───── Records supplied

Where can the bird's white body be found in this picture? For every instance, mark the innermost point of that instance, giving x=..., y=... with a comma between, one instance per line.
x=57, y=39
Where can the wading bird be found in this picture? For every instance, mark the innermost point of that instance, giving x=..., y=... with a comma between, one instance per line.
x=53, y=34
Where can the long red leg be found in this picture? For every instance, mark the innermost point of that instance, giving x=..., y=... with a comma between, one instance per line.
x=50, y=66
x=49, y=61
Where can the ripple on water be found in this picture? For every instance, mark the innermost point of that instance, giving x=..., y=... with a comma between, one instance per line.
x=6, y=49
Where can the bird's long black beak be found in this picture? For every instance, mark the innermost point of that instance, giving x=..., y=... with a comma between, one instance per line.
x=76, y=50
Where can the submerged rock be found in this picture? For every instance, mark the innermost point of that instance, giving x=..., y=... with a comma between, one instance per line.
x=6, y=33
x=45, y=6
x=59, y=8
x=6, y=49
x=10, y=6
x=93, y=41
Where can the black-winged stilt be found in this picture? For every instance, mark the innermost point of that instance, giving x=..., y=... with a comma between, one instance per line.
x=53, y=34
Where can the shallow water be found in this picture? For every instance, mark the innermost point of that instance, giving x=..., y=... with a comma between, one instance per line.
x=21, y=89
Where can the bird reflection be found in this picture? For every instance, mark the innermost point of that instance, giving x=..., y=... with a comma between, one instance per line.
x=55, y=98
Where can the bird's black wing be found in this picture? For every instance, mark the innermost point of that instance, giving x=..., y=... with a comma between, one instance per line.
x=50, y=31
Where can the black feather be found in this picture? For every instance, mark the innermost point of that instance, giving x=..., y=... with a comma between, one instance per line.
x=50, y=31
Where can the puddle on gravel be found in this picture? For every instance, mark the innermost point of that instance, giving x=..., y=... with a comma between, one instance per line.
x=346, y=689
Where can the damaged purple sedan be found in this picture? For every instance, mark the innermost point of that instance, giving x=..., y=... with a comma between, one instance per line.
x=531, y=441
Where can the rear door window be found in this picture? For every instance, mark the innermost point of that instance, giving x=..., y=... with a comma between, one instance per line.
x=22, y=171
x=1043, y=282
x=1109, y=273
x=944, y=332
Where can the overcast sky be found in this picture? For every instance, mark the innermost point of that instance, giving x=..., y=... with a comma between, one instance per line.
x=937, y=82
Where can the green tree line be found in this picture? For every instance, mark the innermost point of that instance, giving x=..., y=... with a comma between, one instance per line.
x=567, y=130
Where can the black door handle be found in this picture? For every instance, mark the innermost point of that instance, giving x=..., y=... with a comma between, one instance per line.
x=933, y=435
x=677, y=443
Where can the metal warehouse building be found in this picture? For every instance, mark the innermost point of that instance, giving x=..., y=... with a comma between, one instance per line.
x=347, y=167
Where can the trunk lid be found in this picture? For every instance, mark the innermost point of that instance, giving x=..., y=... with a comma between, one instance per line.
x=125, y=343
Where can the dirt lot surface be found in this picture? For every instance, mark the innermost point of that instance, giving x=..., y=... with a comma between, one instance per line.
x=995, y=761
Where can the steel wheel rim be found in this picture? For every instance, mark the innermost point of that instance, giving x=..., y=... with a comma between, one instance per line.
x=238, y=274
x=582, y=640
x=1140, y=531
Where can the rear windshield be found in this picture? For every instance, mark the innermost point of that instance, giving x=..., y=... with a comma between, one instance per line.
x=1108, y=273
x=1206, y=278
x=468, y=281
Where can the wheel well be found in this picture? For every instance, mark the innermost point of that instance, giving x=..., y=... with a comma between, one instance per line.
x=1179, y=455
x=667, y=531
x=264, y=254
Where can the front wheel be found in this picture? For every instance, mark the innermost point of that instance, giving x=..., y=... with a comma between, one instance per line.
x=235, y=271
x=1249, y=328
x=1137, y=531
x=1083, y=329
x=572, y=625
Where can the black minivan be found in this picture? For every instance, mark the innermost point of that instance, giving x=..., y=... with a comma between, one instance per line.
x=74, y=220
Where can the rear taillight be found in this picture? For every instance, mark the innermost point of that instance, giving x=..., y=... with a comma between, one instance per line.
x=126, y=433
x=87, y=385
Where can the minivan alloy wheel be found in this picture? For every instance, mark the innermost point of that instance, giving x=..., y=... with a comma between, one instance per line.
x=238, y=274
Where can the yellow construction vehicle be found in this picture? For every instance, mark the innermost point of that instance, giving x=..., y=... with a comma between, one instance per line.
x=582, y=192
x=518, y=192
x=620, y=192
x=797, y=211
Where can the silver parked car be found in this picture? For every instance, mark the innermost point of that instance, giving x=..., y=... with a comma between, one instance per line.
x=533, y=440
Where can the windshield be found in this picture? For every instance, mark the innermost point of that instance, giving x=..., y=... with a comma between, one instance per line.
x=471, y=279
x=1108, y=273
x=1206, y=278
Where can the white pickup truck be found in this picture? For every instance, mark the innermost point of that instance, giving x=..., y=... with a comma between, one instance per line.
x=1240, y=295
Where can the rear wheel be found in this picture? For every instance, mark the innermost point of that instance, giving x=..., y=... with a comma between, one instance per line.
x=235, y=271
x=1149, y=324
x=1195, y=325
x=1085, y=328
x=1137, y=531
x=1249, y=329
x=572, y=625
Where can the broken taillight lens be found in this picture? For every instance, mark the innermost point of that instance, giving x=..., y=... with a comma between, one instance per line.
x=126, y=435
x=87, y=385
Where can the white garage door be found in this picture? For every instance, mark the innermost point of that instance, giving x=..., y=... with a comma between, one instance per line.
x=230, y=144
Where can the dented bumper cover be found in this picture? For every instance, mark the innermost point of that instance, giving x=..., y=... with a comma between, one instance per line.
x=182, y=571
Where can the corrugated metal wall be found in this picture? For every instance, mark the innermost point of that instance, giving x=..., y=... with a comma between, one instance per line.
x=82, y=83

──────────

→ **Work to do**
Write out the records shown above, exactly as they appear.

→ **Complete answer**
Where can the bird's white body be found in this picture? For every instance, mark the innermost point of that instance, giving x=..., y=... with a comma between, one instance per line.
x=57, y=39
Where can the wading bird be found in this picture? For every instance, mark the innermost point of that instance, giving x=..., y=... with a comma between, one instance per line.
x=53, y=34
Where can the long red leg be found in this picture? For every instance, mark the innermost point of that instance, giving x=..., y=... with a comma between, one instance per line.
x=50, y=66
x=49, y=61
Where can the ripple on water be found in this picture? For every instance, mark the innermost point of that instance, giving x=..., y=... with a comma between, one instance per line.
x=6, y=49
Where can the bird's long black beak be found in this picture? For every instance, mark the innermost point of that instance, giving x=..., y=... with a comma between, one instance per line.
x=76, y=50
Where can the submerged rock be found in this picture? For every instance, mark the innermost point of that instance, giving x=..., y=... with a comma between, one instance per line.
x=6, y=33
x=45, y=6
x=59, y=8
x=6, y=49
x=10, y=6
x=93, y=41
Where can the black-winged stilt be found in this picture? For every instance, mark the innermost point of that instance, giving x=..., y=... with a comma between, one instance per line.
x=53, y=34
Where can the shallow water be found in this picture? For every instance, mark the innermost point of that instance, giving x=..., y=... with a comma between, one instance per line.
x=21, y=89
Where can the bird reflection be found in this picture? For every instance, mark the innermost point of that instance, giving x=..., y=... with a comma between, one instance per line.
x=55, y=98
Where can the bird's black wing be found in this picture? For every instance, mark the innermost point of that instance, giving x=..., y=... with a comma between, one instance per line.
x=50, y=31
Where can the black feather be found in this picture? For every instance, mark the innermost point of that instance, giving x=..., y=... with a comma between, one instance per line.
x=50, y=31
Where can the puddle on gravel be found in this picture? For every instance, mark the innermost point of that instance, giving x=..., y=... with a comma between, one instance per line.
x=346, y=689
Where can the damaged purple sedan be found in this picture? For every instance, mark the innermost point of that instance, giving x=..., y=... with a comma between, one instance per line.
x=531, y=441
Where can the rear door window be found in this picture? For every instance, mark the innermost point of that instance, giving x=..., y=... with a comma between, one instance per line.
x=22, y=171
x=1043, y=282
x=1109, y=273
x=944, y=332
Where can the overcast sky be found in this picture? For every instance, mark the innermost point of that instance, giving x=..., y=... with a comma between, one instance per line.
x=937, y=82
Where can the green tree line be found in this picture? For every instance, mark the innermost point of that instance, giving x=..., y=... with a comma between, one instance per line.
x=567, y=130
Where can the black door handle be found in this picture? For every instance, mark the innermost point of that instance, giving x=..., y=... with a comma between, one instance per line.
x=933, y=435
x=677, y=443
Where can the metal warehouse building be found in this picture? For every instance, mark the innermost point of that instance, giving x=..., y=... with a comma between, one instance per line.
x=347, y=167
Where can the trunk lid be found in this picture? For every instance, mark the innermost point of that instance, giving x=..., y=... with a comma between, one instance per line.
x=125, y=343
Where can the dirt lot surface be found in this picture? For every instance, mark the innermost point of that instance, giving x=..., y=... with a comma between, one instance per line.
x=995, y=761
Where can the steel wheel rim be found in this picture? For every instance, mark the innermost point of that instance, giving x=..., y=... with a comma between, one instance per line.
x=238, y=274
x=582, y=640
x=1140, y=531
Where can the rear windshield be found in this picture? For every instance, mark the innermost point of that instance, giving x=..., y=... with a comma between, one instance per line.
x=1108, y=273
x=1206, y=278
x=468, y=281
Where can the wheel well be found in this picture? For every instance, mark the innermost point of that instance, giving x=..., y=... with a comma between, one instance per line.
x=1179, y=455
x=667, y=531
x=264, y=254
Where can the front wheel be found in this picture? For every instance, mark the innermost point of that instance, giving x=..., y=... with a comma between, one instance per line.
x=235, y=271
x=1249, y=328
x=1137, y=531
x=1083, y=329
x=572, y=625
Where can the black minivan be found in this picture? For every instance, mark the innermost point of that instance, giving x=..., y=... with a comma between, one instance per line.
x=74, y=220
Where can the rear taillight be found in this picture? For every instance, mark the innermost point of that instance, giving x=..., y=... with a comma between, one instance per line.
x=126, y=433
x=87, y=385
Where can the minivan alloy wheel be found in this picture? For every instance, mark the innermost point of that instance, giving x=..., y=... with a comma between, one instance per line.
x=238, y=274
Where can the yellow construction vehicle be found in this picture? For every instance, mark the innermost point of that instance, giving x=..., y=... with a comma between, one instance per line.
x=582, y=192
x=518, y=192
x=620, y=192
x=797, y=211
Where can the silver parked car be found in this picture? For every instance, mark the innermost point of that instance, giving x=..., y=... with a comma between, one instance per line.
x=533, y=440
Where can the windshield be found in this picture? For every instance, mark the innermost point of that instance, giving x=..., y=... with a comma between, one instance per line.
x=471, y=279
x=1108, y=273
x=1206, y=278
Where can the white pickup truck be found in this picture? For every instance, mark the innermost point of that instance, giving x=..., y=... with a comma between, one instance per line.
x=1240, y=295
Where can the rear wheel be found in this picture? For every instance, mark the innermost point of that instance, giving x=..., y=... with a comma between, one instance per line.
x=235, y=271
x=1149, y=324
x=1195, y=325
x=1085, y=328
x=1137, y=531
x=1249, y=329
x=572, y=625
Where can the broken taillight lens be found in this picture? For every instance, mark the innermost point of that instance, giving x=..., y=... with a comma between, one instance per line.
x=126, y=435
x=87, y=385
Where can the white garage door be found in this picture? For every instance, mark the innermost point of that instance, giving x=..., y=... with a comma between, one instance per line.
x=230, y=144
Where can the dented bumper cover be found in this picture? For every instance, mark the innermost point of that instance, giving x=..., y=... with a comma between, one instance per line.
x=182, y=571
Where can the corrugated metal wall be found in this picture? For every instance, mark the innermost point of that instance, giving x=..., y=... with a comma between, one instance per line.
x=82, y=83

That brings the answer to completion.